■ What the task requires: Carry on the text about the Clipper Chip and its key escrow system from its last sentence.

■ Excerpt provided:
[Start]

Each Clipper Chip has a unique key that is programmed onto the chip and
used to recover data encrypted by that chip. This key is split into two
components, and the two components are held by two separate government
agencies: the National Institute of Standards and Technology and the Department
of Treasury Automated Systems Division. Clipper's data encryption algorithm,
Skipjack, is a classified algorithm designed by the National Security
Agency . It has a key size of 80 bits. The general specifications for
the Clipper Chip were adopted in February, 1994, as the Escrowed Encryption
Standard (EES) , which is a voluntary government standard for telephone
communications, including voice, fax, and data. Implementations of the
EES are required to use tamper-resistant hardware in order to protect
the classified algorithms. The chip and associated key escrow system have
been designed with extensive safeguards, including two person control
and auditing, to protect against any unauthorized use of keys . Clipper's
key escrow system does not provide user data recovery services.

[End]

[Dataset rows]

[Start]

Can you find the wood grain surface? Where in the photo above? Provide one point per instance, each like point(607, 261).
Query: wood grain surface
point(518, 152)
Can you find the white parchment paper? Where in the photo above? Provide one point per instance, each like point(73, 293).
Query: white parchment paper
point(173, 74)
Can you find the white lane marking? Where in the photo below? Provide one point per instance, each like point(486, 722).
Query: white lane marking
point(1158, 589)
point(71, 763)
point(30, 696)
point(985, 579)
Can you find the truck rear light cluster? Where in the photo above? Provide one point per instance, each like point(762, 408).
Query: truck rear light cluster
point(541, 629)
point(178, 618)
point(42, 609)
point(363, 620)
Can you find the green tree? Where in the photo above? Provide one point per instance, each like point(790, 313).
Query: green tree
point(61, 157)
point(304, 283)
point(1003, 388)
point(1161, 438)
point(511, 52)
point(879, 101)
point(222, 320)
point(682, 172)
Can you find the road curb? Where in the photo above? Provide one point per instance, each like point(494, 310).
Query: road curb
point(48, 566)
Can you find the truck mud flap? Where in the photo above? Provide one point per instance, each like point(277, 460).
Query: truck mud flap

[End]

■ Output:
The National Security Agency also designed a more advanced chip called
Capstone as part of the Multilevel Information System Security Initiative
(MISSI). Capstone implements the EES plus algorithms for the Digital Signature
Standard (DSS) and for establishing session keys. It has been embedded
in the Fortezza card (a PCMCIA card) where it is used to provide the cryptographic
services needed for communications and file security. The private keys
used for key establishment and digital signatures, which are stored on
the Fortezza card, are not stored in Clipper's key escrow system. They
are, however, escrowed with the user's public-key certificate authority
so that they can be recovered in case the card becomes corrupted. This
allows encrypted files and previously received electronic mail messages
to be read. Fortezza cards are available with or without a modem capability.
The modem cards allow encryption and decryption to be performed as part
of the communications protocols or as independent service calls (e.g.,
for encrypting the content of an e-mail message or file).
The government has not been alone in its pursuit of key escrow technology.
Some type of key escrow is a feature or option of several commercial products
including Fisher Watchdog®, Nortel's Entrust, PC Security Stoplock
KE, RSA Secure[TM], and TECSEC Veil[TM]. Escrowing is done within the
user's organization and serves primarily to protect against data loss.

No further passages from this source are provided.